Text for analysis ->
- - - -

UD’s Fox cited in Nobel’s chemistry announcement

Photo by Ambre Alexander Payne

Development of fast new reaction provides new biological and biomedical tools

A tool developed by University of Delaware chemist Joseph Fox was among the scientific advances cited by the Nobel Committee for Chemistry as it announced its 2022 Nobel Prizes in Chemistry on Wednesday, Oct. 5.

The prizes were awarded to Carolyn Bertozzi, Morten Meldal and Barry Sharpless for the development of click chemistry and bioorthogonal chemistry — closely related areas that involve making new molecules, linking them and/or introducing them into biological environments without harming the biological process inherent within them.

This kind of chemical craftsmanship is hard to imagine, let alone explain to those outside the field.

But Fox’s work was discussed in the Nobel committee’s scientific background press release, explaining the foundational chemistry behind the prizes, specifically his group’s 2008 development of a chemical reaction called tetrazine ligation.

Tetrazine ligation is used to produce fast, selective chemical reactions within biological environments — inside a living cell, for example.

“Being able to build and assemble things on-site — where you want it, inside a living system, as opposed to building them in a flask — that’s where tetrazine ligation is really special,” said Fox, professor of chemistry and director of the Center of Biomedical Research Excellence on Molecular Discovery, which gets funding from the National Institutes of Health. “It’s fast and it allows you to do this under the specialized conditions biology needs.”

- - - -

Dataset entries:
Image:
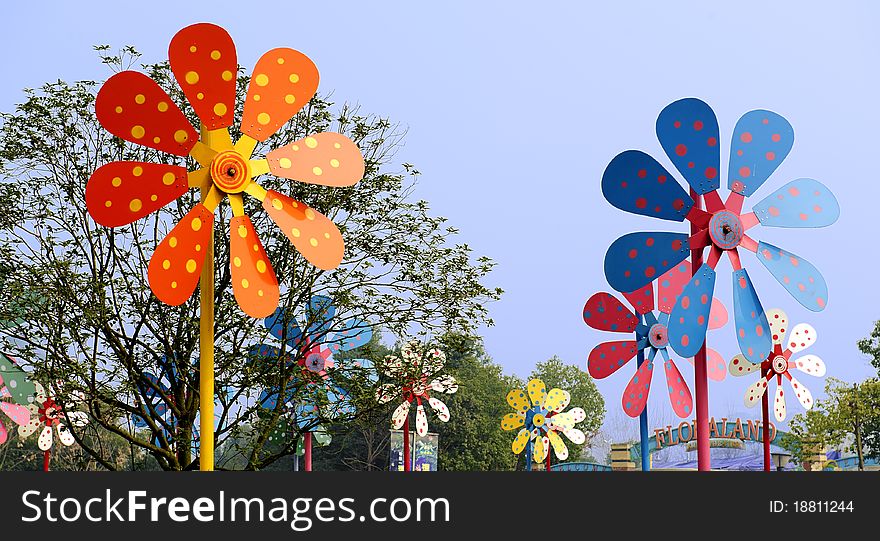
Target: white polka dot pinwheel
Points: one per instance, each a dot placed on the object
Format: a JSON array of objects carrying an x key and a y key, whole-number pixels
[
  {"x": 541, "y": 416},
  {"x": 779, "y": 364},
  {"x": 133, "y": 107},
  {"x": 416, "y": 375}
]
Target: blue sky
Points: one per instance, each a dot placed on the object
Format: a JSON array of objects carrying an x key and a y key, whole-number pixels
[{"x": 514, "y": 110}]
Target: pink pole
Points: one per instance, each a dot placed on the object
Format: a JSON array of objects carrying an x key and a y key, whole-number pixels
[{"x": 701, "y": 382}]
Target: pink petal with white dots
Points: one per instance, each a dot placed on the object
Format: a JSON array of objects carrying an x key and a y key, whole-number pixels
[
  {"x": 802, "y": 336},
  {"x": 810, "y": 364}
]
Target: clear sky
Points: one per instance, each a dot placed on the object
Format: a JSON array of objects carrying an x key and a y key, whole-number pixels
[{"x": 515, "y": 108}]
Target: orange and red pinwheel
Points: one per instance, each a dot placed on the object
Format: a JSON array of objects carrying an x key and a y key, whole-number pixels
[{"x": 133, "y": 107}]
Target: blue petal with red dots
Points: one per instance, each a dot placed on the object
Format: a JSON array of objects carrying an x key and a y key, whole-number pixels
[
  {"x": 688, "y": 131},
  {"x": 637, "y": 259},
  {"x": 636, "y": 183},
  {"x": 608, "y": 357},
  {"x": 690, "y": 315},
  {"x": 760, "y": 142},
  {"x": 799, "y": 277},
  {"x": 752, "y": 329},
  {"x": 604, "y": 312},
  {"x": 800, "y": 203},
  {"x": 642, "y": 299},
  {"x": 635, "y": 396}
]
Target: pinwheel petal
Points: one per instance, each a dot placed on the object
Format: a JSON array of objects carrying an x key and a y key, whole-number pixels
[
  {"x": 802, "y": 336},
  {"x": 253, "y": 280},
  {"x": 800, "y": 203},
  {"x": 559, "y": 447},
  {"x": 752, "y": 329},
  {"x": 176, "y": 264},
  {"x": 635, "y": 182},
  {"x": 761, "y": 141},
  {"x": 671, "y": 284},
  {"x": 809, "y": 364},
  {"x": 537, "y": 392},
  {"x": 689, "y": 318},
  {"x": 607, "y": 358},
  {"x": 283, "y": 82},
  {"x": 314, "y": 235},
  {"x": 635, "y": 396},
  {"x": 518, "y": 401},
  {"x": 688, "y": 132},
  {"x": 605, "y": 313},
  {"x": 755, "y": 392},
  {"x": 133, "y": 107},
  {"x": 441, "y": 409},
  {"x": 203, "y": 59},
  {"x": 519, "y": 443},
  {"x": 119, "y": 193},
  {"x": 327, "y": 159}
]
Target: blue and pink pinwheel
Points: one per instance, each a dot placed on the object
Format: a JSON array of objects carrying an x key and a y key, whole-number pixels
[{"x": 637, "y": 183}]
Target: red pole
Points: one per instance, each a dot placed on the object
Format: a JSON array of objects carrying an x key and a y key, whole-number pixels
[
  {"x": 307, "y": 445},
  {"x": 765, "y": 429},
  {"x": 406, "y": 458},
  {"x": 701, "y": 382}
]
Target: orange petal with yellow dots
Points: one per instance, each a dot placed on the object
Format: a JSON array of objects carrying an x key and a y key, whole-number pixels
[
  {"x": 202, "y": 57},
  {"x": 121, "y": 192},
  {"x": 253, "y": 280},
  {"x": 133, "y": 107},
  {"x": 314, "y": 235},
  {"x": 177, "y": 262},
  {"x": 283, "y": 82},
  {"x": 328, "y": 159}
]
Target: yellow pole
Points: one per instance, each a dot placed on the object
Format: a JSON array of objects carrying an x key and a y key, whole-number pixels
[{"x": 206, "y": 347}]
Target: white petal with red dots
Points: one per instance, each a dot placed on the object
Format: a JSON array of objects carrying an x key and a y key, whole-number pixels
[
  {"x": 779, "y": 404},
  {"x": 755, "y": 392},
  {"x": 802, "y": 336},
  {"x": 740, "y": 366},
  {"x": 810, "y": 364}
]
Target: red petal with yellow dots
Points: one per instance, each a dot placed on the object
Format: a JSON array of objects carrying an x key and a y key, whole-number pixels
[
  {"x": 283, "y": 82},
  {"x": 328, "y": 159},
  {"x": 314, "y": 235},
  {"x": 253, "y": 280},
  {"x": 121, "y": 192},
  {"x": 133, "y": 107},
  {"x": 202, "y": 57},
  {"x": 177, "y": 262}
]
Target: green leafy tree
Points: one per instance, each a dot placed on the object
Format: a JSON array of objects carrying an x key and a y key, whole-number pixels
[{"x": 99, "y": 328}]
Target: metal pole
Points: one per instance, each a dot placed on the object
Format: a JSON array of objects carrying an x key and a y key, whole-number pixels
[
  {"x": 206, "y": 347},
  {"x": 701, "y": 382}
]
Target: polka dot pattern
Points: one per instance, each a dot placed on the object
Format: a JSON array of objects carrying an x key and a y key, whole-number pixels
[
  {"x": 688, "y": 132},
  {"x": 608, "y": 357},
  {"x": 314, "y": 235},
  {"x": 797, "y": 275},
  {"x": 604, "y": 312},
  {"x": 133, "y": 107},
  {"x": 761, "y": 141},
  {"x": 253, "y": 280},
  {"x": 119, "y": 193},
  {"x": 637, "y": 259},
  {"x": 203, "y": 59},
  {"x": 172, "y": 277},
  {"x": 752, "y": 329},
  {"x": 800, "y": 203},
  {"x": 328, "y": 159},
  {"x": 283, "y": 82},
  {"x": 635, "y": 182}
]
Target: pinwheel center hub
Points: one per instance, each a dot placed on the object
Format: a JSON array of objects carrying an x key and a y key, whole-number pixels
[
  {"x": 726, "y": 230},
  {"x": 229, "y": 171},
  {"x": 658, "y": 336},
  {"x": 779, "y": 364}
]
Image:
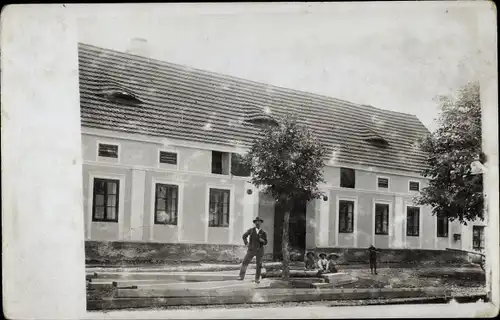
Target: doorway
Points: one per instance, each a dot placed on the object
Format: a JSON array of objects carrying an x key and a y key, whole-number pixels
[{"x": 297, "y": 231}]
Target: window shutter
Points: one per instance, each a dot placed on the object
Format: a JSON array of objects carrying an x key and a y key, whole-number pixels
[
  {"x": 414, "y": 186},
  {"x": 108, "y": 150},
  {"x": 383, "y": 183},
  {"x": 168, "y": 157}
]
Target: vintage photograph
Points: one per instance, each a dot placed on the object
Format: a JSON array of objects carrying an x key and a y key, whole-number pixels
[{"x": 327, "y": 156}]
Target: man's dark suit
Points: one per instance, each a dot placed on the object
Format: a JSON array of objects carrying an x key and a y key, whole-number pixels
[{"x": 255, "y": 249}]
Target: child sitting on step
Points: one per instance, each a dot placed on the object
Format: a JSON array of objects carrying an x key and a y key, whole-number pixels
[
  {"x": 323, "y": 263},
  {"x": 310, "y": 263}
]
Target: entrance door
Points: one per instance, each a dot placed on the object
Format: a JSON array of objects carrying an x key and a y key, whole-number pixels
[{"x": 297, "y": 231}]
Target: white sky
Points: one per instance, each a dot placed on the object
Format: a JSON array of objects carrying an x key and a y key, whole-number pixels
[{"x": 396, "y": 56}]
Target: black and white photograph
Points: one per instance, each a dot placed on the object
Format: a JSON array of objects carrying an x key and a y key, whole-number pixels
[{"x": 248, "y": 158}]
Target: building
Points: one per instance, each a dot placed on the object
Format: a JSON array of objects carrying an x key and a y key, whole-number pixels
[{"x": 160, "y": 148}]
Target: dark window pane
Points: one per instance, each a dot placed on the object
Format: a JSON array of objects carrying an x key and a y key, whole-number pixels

- - - -

Exercise requirements ->
a) Using the article about Fox and the Nobel Prize, can you answer these?
(i) On what day did the Nobel Committee announce the 2022 Nobel Prizes in Chemistry?
(ii) In what year did Fox's group develop tetrazine ligation?
(iii) Which agency funds the center that Fox directs?
b) Can you print the passage of the article about Fox and the Nobel Prize between "Development of fast" and "Wednesday, Oct. 5.", inclusive?
Rely only on the article about Fox and the Nobel Prize.

Solutions to the problems ->
a)
(i) Wednesday, Oct. 5
(ii) 2008
(iii) The National Institutes of Health

b)
Development of fast new reaction provides new biological and biomedical tools

A tool developed by University of Delaware chemist Joseph Fox was among the scientific advances cited by the Nobel Committee for Chemistry as it announced its 2022 Nobel Prizes in Chemistry on Wednesday, Oct. 5.